**PASSAGE:**
§

Why don't you give PFS a try.


----------



## Blackheart (Jul 5, 2011)

Yeah I was considering either PFS or National Geographic black sand that my local Petsmart has on clearance for 5 dollars a bag. It just seems in general I've seen a lot of more planted tank enthusiasts use plain sand compared to gravel.


----------



## houseofcards (Mar 21, 2009)

Sand is much easier to plant in. As stated by @discuspaul PFS is a really good substrate. If you want dark that's a different story.


----------



## Hilde (May 19, 2008)

Blackheart said:


> Yeah I was considering either PFS or National Geographic black sand that my local Petsmart has on clearance for 5 dollars a bag.


You can get a 50lb bag of Black Diamond Blasting Sand for $8 at Tractor Supply Co. The fine is a dark black. It is easier to plant in sand than in gravel.


----------



## Seattle_Aquarist (Jun 15, 2008)

Hi Blackheart,

If you choose to go with sand, I would recommend PFS; specifically PFS made from quartz as opposed to 'beach' or 'river' sand that may contain limestone and effect the PH/dKH/hardness of a tank. hth PFS available at Ace Hardware seems to be preferred by many, notice the reviews by aquarium keepers at the bottom.

§

**DATASET RECORDS:**

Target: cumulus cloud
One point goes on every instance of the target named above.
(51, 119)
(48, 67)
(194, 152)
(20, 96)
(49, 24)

§

**EXERCISE DIRECTIONS:**
Update the thread by rewriting everything from "Sand is much" down to "(May 19, 2008)", putting "planting medium" wherever "substrate" appears.

**EXERCISE OUTPUT:**
Sand is much easier to plant in. As stated by @discuspaul PFS is a really good planting medium. If you want dark that's a different story.


----------



## Hilde (May 19, 2008)